─── INPUT FOR THIS TASK ───
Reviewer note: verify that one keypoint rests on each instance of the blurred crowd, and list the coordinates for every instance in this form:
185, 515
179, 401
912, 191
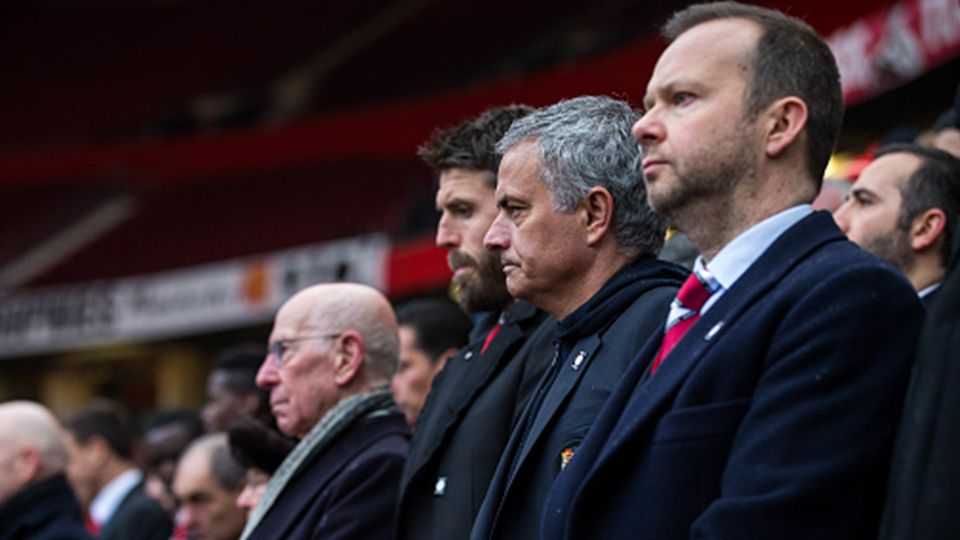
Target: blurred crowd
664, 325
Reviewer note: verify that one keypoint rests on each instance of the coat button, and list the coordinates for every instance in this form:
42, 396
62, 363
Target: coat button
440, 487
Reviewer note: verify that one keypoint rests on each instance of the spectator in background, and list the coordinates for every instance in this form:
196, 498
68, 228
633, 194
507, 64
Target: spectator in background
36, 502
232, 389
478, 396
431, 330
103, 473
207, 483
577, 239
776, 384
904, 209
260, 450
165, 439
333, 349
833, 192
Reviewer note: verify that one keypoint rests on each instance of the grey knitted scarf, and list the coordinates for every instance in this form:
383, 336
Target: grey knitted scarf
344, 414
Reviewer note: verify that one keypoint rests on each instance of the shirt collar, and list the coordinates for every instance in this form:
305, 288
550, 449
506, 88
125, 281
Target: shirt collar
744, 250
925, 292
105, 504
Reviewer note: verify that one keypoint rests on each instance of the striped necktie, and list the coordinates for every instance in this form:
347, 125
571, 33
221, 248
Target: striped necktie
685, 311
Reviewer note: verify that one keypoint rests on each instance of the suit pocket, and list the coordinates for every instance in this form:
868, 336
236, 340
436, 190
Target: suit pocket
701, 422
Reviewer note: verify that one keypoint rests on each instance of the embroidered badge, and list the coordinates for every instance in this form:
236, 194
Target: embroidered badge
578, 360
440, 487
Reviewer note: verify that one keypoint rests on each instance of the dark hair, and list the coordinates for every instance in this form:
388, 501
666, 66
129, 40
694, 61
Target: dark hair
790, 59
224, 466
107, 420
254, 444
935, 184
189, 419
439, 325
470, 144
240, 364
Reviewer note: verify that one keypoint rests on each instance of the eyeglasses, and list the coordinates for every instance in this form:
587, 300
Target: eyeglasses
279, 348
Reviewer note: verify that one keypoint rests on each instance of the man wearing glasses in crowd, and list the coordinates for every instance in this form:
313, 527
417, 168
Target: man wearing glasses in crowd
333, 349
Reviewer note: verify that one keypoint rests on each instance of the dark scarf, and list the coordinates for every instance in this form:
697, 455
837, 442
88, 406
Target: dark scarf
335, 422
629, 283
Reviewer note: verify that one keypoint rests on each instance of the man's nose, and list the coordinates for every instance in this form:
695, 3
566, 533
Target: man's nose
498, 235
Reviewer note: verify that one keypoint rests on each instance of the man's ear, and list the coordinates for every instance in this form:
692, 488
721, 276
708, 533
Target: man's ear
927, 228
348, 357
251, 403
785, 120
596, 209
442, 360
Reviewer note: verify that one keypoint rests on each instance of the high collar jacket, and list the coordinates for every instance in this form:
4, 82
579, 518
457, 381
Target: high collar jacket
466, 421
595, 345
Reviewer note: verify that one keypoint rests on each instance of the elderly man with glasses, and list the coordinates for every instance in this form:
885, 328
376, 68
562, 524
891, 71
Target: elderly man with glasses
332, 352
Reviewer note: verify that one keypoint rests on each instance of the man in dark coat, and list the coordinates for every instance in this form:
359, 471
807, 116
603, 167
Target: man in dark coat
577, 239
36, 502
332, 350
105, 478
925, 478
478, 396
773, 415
───
Would you print all of the entries exactly, omitting any image?

Reviewer note: verify that one keypoint rests on each instance of the blurred crowd, and list the coordinates for every instance in this form:
185, 515
179, 401
912, 191
Target: blurred crowd
664, 325
Reviewer note: verify that one keypoint rests on each instance of the coat button, and list the coordinates for every instance in this form:
42, 396
62, 363
Target: coat button
440, 487
Reviewer note: verify that one keypoint rests on each instance of the spectator in background, and list the coordinates for every instance in this form:
196, 498
68, 228
633, 194
507, 64
Target: spectator in background
36, 502
232, 389
478, 396
431, 330
103, 473
207, 483
577, 239
776, 384
904, 209
260, 450
165, 439
333, 349
833, 192
Reviewer note: verify that one keypoint rests on each instance of the grey knitted scarf, and list the coordinates for every instance in this form:
383, 336
Target: grey knitted scarf
344, 414
Reviewer note: verify that one keypoint rests on each instance of the shirt collar, and list the coordinates for every instance in this form:
305, 288
550, 449
506, 88
125, 281
Target: shirt collar
744, 250
925, 292
105, 504
Reviewer note: verify that one keypoint rests on each instance of the striped necktie, and list the coordinates for every instance in this form:
347, 125
571, 33
221, 248
Target: striped necktie
685, 311
Reviewer note: verify that one keypoint rests on each instance of the suit pocket, and list the coordinates for every instance in this form:
868, 336
236, 340
436, 190
Target: suit pocket
701, 422
Reviewer note: verify that one keypoint rests on each instance of the embroidered badge, and list the coordinates for every instance in this form:
236, 194
Target: embroidered badge
578, 360
440, 487
Reviewer note: verify that one keypoint rests on each instance of the dark hair, and list the coordinates for every instance in this form:
388, 501
666, 66
129, 40
694, 61
Target: dark hair
790, 59
224, 466
107, 420
254, 444
935, 184
189, 419
439, 325
470, 144
240, 364
Reviewer note: verify that one keypoint rests on each instance of the eyeglasses, and list the coordinates for every instance in this form:
587, 300
Target: eyeglasses
279, 348
Reviewer note: verify that one keypoint rests on each instance of the man wearing glasses in crowd, and list the coordinates for every instance in this form:
313, 527
417, 168
Target: man wearing glasses in crowd
333, 349
Reviewer note: verify that one keypoint rests on each instance of the dark scarf, and list the coordinates for every instance in this form:
697, 455
837, 442
88, 406
Target: dark scarf
335, 422
629, 283
Reviewer note: verify that one keypoint rests on each instance of the man's nose, and list the coordinates for every instance in this form:
695, 3
566, 533
Target: man's nose
498, 235
Reviewer note: verify that one keypoint rests on each instance of the man's ear, and list the coordinates for every instance in this form:
692, 488
721, 276
708, 533
Target: man's ear
927, 228
348, 357
251, 403
785, 120
596, 209
442, 360
Reviewer note: verify that one keypoint rests on each instance of the high collar jacket, and list the coordinates for every instance in this form:
4, 82
579, 518
457, 381
Target: high collar jacket
466, 421
595, 345
Reviewer note: verify that one keypoint rests on each instance of the elderly man with glasses, and list the coordinates for every instance in this form:
885, 328
376, 68
562, 524
891, 71
Target: elderly man with glasses
332, 352
Reviewer note: verify that one keypoint rests on each instance of the man in dark coat, and list the coordinates for every instance in this form:
359, 471
807, 116
603, 167
Target: man in dark coat
577, 239
36, 502
332, 350
105, 478
925, 478
478, 396
773, 415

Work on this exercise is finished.